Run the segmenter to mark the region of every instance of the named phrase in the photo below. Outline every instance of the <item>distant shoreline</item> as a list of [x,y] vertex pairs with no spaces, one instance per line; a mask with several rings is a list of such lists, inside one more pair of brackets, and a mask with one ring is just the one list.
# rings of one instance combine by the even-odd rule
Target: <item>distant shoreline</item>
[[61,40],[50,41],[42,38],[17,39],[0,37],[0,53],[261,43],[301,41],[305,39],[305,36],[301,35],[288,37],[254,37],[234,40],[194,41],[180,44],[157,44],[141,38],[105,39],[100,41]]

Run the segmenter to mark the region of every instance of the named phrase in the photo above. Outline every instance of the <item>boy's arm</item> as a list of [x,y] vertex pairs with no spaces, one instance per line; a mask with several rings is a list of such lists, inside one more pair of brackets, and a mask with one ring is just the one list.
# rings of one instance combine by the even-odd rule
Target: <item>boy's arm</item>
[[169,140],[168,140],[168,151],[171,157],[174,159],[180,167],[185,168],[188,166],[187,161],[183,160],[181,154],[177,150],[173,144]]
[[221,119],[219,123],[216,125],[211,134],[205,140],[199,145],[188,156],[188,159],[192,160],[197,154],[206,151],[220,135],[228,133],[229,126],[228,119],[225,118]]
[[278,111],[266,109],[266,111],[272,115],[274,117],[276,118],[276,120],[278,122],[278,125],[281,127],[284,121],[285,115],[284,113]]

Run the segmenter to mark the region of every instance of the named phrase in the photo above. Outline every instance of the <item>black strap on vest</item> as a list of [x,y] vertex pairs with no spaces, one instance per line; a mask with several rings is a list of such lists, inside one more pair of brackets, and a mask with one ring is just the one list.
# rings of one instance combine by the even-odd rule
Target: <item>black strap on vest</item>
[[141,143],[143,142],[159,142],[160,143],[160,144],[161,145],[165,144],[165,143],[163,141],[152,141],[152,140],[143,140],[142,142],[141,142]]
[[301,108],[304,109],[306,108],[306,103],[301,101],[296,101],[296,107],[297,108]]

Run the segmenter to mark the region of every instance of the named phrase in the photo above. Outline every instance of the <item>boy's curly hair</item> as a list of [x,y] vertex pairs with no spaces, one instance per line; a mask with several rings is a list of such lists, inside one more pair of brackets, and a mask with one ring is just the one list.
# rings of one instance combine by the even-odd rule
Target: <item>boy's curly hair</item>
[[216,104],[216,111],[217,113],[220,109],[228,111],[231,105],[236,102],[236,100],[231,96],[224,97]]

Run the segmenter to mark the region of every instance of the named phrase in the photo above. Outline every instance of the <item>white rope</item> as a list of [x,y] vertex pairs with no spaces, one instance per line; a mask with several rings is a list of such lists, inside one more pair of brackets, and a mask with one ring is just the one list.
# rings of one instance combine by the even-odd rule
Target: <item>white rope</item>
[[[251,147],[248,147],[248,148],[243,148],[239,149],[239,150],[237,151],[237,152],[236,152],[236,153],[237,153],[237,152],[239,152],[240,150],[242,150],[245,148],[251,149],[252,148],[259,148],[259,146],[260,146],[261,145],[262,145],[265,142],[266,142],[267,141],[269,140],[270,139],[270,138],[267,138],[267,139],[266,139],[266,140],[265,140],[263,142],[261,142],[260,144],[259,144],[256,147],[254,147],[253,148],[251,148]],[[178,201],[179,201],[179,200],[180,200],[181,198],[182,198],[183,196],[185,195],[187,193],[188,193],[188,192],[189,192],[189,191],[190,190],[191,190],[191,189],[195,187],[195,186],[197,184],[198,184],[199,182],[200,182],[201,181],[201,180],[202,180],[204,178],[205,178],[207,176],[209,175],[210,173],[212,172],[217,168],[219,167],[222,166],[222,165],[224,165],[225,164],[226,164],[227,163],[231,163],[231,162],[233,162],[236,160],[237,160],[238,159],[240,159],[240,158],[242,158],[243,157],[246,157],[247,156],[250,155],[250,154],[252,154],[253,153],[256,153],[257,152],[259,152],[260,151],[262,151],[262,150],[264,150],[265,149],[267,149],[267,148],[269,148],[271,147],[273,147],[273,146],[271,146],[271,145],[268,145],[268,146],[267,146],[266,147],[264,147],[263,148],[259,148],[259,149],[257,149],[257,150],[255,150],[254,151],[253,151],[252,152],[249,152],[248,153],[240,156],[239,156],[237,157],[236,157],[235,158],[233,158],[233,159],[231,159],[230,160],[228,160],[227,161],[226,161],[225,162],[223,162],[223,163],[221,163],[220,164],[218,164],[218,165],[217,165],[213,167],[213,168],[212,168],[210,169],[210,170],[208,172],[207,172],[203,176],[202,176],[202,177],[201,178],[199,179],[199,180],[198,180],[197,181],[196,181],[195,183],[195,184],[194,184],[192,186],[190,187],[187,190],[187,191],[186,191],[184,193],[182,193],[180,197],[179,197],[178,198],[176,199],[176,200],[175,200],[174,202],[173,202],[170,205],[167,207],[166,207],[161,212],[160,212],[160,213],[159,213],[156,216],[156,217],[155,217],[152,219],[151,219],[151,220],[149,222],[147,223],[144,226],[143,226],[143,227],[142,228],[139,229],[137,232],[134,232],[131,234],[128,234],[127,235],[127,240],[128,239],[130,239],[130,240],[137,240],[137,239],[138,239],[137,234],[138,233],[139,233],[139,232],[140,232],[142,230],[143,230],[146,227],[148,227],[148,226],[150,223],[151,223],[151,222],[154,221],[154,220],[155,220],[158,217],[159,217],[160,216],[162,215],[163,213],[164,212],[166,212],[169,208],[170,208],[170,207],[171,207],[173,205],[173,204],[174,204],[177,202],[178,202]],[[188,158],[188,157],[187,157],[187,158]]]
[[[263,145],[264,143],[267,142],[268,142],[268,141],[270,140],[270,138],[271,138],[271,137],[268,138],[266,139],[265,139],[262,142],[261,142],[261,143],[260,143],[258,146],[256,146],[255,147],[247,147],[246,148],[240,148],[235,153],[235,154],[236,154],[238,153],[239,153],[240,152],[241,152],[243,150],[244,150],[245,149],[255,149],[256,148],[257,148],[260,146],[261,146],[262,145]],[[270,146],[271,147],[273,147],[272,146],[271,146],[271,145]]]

Set task →
Copy every one of the records above line for line, with no change to any character.

Response to this exercise →
Run the segmenter to mark the region of every instance of the named phrase in the photo below. Outline every instance of the <item>distant shoreline</item> as a list of [x,y] vertex pairs with no spaces, one instance per line; a mask with several rings is a list of such lists, inside one more pair of brackets, and a mask with one ring is just the one list.
# rings of one instance combine by the even-odd rule
Target: <item>distant shoreline</item>
[[61,40],[50,41],[42,38],[17,39],[0,37],[0,53],[261,43],[301,41],[305,39],[305,36],[301,35],[288,37],[254,37],[234,40],[194,41],[180,44],[157,44],[141,38],[105,39],[100,41]]

Run the segmenter to mark the region of every instance of the named phrase in the photo above. Outline every instance of the <item>boy's arm</item> as a list of [x,y] vertex pairs with no spaces, one instance per line; a mask with several rings is a list of such lists, inside one more pair of brackets, and a mask with one ring is just the one list.
# rings of one instance combine by the even-odd rule
Target: <item>boy's arm</item>
[[169,140],[168,140],[168,151],[171,157],[174,159],[180,167],[185,168],[188,166],[187,161],[183,160],[181,154],[177,150],[173,144]]
[[221,119],[219,123],[216,125],[211,134],[205,140],[199,145],[188,156],[188,159],[192,160],[197,154],[206,151],[220,135],[228,133],[229,126],[228,119],[225,118]]
[[278,111],[266,109],[266,111],[272,115],[274,117],[276,118],[276,120],[278,122],[278,125],[281,127],[284,121],[285,115],[284,113]]

Run the segmenter to mark the region of every instance of the named phrase in the photo above. Outline every instance of the <item>black strap on vest</item> as a list of [x,y] vertex pairs with no spaces, one instance per line; a mask with several rings is a list of such lists, inside one more pair of brackets, and a mask with one ring is just the one list.
# rings of one instance combine by the even-odd rule
Target: <item>black strap on vest</item>
[[141,143],[143,142],[159,142],[160,143],[160,144],[161,145],[165,144],[165,143],[163,141],[152,141],[152,140],[143,140],[142,142],[141,142]]
[[301,108],[304,109],[306,108],[306,103],[301,101],[296,101],[296,107],[297,108]]

Run the segmenter to mark the region of every instance of the named phrase in the photo above. Outline every instance of the <item>boy's curly hair</item> as a list of [x,y] vertex pairs with no spaces, one instance per line; a mask with several rings is a list of such lists, inside one more pair of brackets, and a mask with one ring is just the one list.
# rings of one instance combine by the even-odd rule
Target: <item>boy's curly hair</item>
[[216,104],[216,111],[217,113],[220,109],[228,111],[231,105],[236,102],[236,100],[231,96],[224,97]]

Run the segmenter to mark the region of every instance of the named phrase in the photo above. Outline every instance of the <item>white rope</item> as a list of [x,y] vertex pairs with no spaces, one instance per line; a mask with several rings is a list of such lists, inside one more pair of brackets, and a mask with one ring is just the one list.
# rings of one instance combine by the even-odd rule
Target: <item>white rope</item>
[[[251,147],[248,147],[248,148],[243,148],[239,149],[239,150],[237,151],[237,152],[236,152],[236,153],[237,153],[237,152],[239,152],[240,150],[242,150],[245,148],[251,149],[252,148],[259,148],[259,146],[260,146],[261,145],[262,145],[265,142],[266,142],[267,141],[269,140],[270,139],[270,138],[267,138],[267,139],[266,139],[266,140],[265,140],[263,142],[261,142],[260,144],[259,144],[256,147],[254,147],[253,148],[251,148]],[[178,201],[179,201],[179,200],[180,200],[181,198],[182,198],[183,196],[185,195],[187,193],[188,193],[188,192],[189,192],[189,191],[190,190],[191,190],[191,189],[195,187],[195,186],[197,184],[198,184],[199,182],[200,182],[201,181],[201,180],[202,180],[204,178],[205,178],[207,176],[209,175],[210,173],[212,172],[217,168],[219,167],[222,166],[222,165],[224,165],[225,164],[226,164],[227,163],[231,163],[231,162],[233,162],[236,160],[237,160],[238,159],[240,159],[240,158],[242,158],[243,157],[246,157],[247,156],[250,155],[250,154],[252,154],[253,153],[256,153],[257,152],[259,152],[260,151],[262,151],[262,150],[264,150],[265,149],[267,149],[267,148],[269,148],[271,147],[273,147],[273,146],[271,146],[271,145],[268,145],[268,146],[267,146],[266,147],[264,147],[263,148],[259,148],[259,149],[257,149],[257,150],[255,150],[254,151],[253,151],[252,152],[249,152],[248,153],[240,156],[239,156],[237,157],[236,157],[235,158],[233,158],[233,159],[231,159],[230,160],[228,160],[227,161],[226,161],[225,162],[223,162],[223,163],[221,163],[220,164],[218,164],[218,165],[217,165],[213,167],[213,168],[212,168],[210,169],[210,170],[208,172],[207,172],[203,176],[202,176],[202,177],[201,178],[199,179],[199,180],[198,180],[197,181],[196,181],[195,183],[195,184],[194,184],[192,186],[190,187],[187,190],[187,191],[186,191],[184,193],[182,193],[180,197],[179,197],[178,198],[176,199],[176,200],[175,200],[174,202],[173,202],[170,205],[167,207],[166,207],[161,212],[160,212],[160,213],[159,213],[156,216],[156,217],[155,217],[152,219],[151,219],[151,220],[149,222],[147,223],[144,226],[143,226],[143,227],[142,228],[139,229],[137,232],[134,232],[131,234],[128,234],[127,235],[127,240],[128,239],[130,239],[130,240],[137,240],[137,239],[138,239],[137,234],[138,233],[139,233],[139,232],[140,232],[142,230],[143,230],[146,227],[148,227],[148,226],[150,223],[151,223],[151,222],[154,221],[154,220],[155,220],[158,217],[159,217],[160,216],[162,215],[163,213],[164,212],[166,212],[169,208],[170,208],[170,207],[171,207],[173,205],[173,204],[174,204],[177,202],[178,202]],[[188,158],[188,157],[187,157],[187,158]]]
[[[263,145],[264,143],[267,142],[268,142],[268,141],[270,140],[270,138],[271,138],[271,137],[268,138],[266,139],[265,139],[262,142],[261,142],[261,143],[260,143],[258,146],[256,146],[255,147],[247,147],[246,148],[240,148],[235,153],[235,154],[236,154],[238,153],[239,153],[240,152],[241,152],[243,150],[244,150],[245,149],[255,149],[256,148],[257,148],[260,146],[261,146],[262,145]],[[270,146],[271,147],[273,147],[272,146],[271,146],[271,145]]]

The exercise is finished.